Task requirements
Although the data below holds other lines too, output only those from the line with "the child with" up to and including the line with "of the blurred", exactly as they appear.

=== Supplied records ===

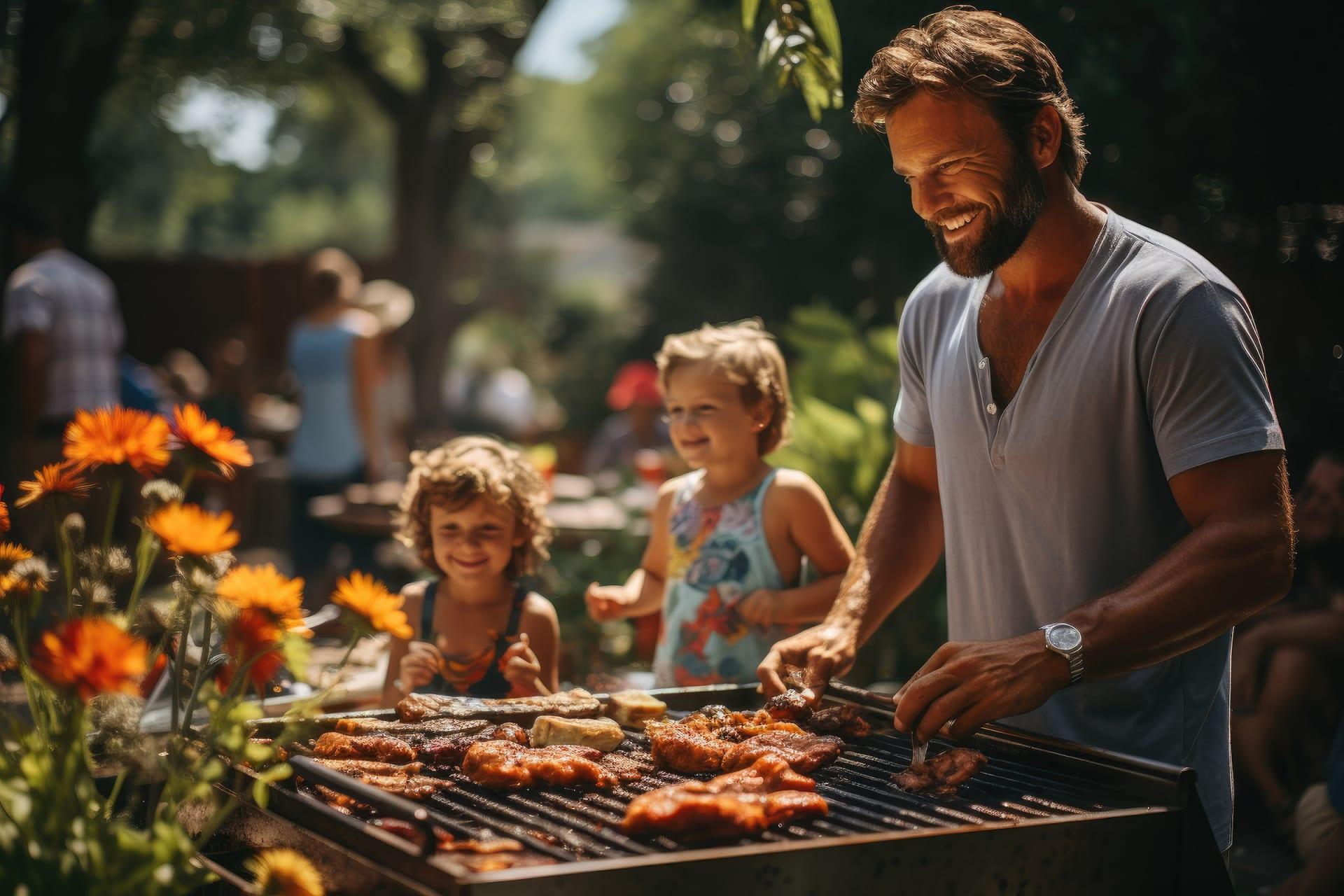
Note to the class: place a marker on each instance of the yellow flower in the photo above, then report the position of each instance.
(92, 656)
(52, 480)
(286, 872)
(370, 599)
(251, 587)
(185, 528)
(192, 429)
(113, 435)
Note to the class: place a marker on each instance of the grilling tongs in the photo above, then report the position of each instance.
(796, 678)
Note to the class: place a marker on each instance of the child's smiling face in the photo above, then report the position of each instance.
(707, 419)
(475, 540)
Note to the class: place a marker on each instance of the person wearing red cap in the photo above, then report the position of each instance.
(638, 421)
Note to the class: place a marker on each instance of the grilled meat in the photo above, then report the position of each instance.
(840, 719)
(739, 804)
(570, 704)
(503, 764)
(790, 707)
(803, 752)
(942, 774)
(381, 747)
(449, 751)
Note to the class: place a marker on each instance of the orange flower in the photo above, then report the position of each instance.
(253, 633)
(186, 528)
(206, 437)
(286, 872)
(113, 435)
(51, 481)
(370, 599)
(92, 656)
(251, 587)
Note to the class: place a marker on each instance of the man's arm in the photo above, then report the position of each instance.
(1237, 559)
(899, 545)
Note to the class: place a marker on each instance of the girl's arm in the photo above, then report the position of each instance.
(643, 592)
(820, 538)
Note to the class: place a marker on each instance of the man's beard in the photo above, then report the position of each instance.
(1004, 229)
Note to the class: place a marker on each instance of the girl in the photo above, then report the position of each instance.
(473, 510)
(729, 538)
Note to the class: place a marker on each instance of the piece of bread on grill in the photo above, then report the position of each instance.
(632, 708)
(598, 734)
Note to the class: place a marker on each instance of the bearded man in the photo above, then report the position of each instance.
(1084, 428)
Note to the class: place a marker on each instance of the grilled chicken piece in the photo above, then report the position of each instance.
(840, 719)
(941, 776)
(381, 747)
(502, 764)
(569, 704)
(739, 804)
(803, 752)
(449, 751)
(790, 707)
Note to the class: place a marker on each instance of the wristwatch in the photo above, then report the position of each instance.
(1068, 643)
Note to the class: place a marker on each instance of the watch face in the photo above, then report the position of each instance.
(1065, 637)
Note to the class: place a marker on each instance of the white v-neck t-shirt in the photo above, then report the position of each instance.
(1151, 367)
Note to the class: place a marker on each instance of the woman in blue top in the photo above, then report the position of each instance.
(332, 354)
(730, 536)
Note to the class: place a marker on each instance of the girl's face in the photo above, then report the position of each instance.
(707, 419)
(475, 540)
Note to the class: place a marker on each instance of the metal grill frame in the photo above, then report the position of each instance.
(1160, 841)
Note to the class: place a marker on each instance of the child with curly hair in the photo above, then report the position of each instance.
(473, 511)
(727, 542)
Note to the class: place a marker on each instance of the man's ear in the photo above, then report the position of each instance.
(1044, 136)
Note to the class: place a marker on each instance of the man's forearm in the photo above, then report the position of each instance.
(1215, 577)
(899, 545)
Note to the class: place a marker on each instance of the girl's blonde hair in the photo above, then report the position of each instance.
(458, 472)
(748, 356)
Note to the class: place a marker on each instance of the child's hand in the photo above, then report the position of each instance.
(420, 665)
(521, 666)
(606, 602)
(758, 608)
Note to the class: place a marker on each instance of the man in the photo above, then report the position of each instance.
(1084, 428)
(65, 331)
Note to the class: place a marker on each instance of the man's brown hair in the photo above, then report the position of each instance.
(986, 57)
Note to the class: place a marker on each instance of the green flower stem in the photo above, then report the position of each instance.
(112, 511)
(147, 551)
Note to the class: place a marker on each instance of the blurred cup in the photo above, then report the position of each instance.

===
=== Supplied records ===

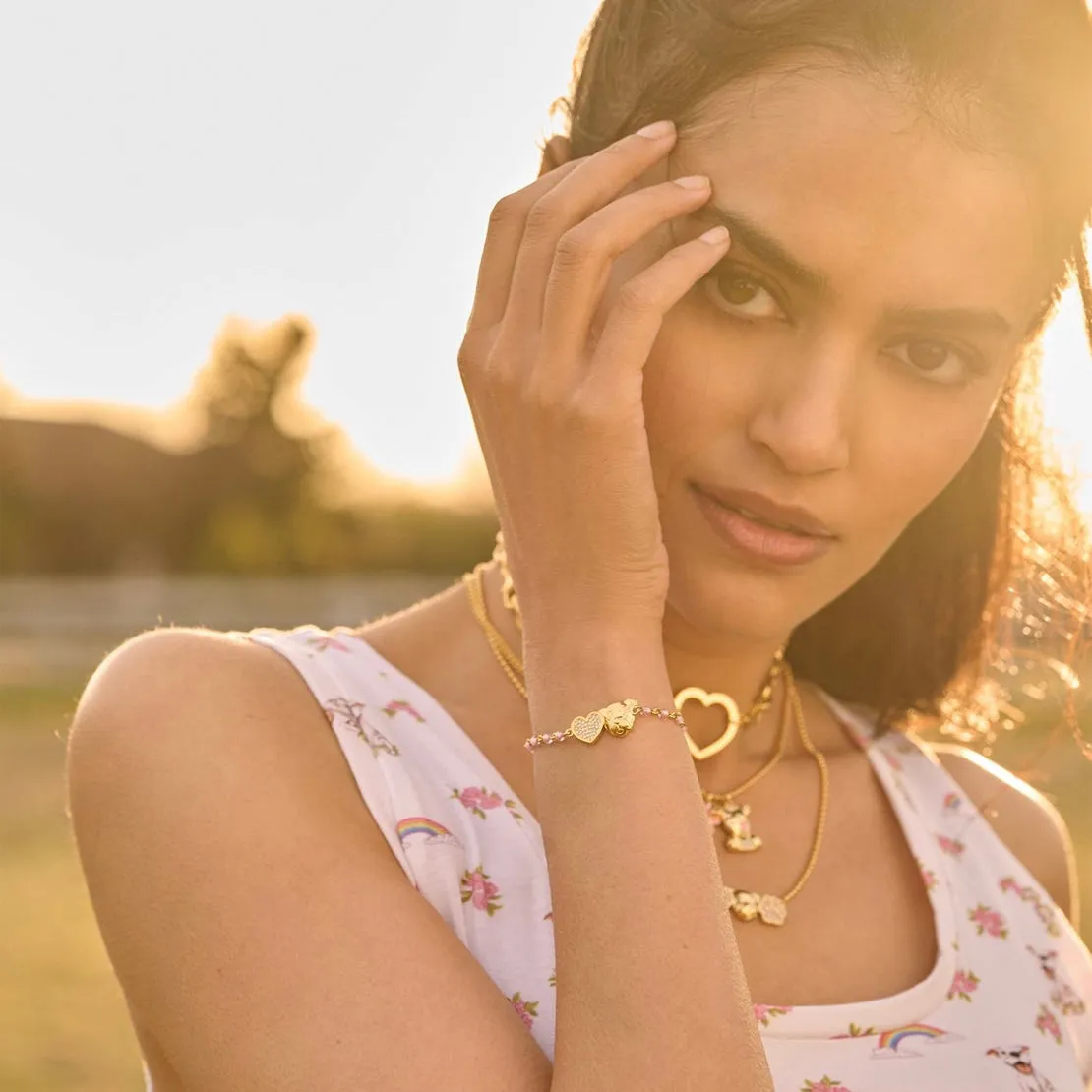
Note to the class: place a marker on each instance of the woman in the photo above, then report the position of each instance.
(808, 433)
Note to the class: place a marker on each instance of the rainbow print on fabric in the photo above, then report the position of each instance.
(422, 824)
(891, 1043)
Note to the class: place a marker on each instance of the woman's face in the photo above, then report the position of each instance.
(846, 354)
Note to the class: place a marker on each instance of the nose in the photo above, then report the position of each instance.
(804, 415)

===

Output below
Note to the class: place a marker on each instance of the child with curly hair in the photo above, then report the position of each instance.
(473, 511)
(727, 542)
Note to the class: place a marker on each instance of the man's ear in the photo above, then report the position of each instance.
(1044, 136)
Note to the class: place a marker on each instance of the man's forearm in the photo above, then report the position of each instance.
(1215, 577)
(899, 545)
Note to the class: place a marker on each instance of the girl's blonde hair in the photo above, then report the position of each instance.
(458, 472)
(748, 356)
Note to the class: place a marker on each instance of the child's hand in the photo above, then report the position of each instance.
(420, 665)
(521, 666)
(606, 602)
(758, 608)
Note to the class: place a marker on each instance of the man in the photo above, then report the position of each instance.
(1084, 428)
(65, 331)
Note to the class: place a marker on each instance of the man's brown hair in the photo above, then report the position of each instance.
(986, 57)
Note to the class: place a marker on each instance of the green flower stem in the photo above, then report the position of each instance.
(112, 511)
(147, 551)
Note to the class: place a marker on each instance of the blurred cup in the photo above, then report the position of each instance.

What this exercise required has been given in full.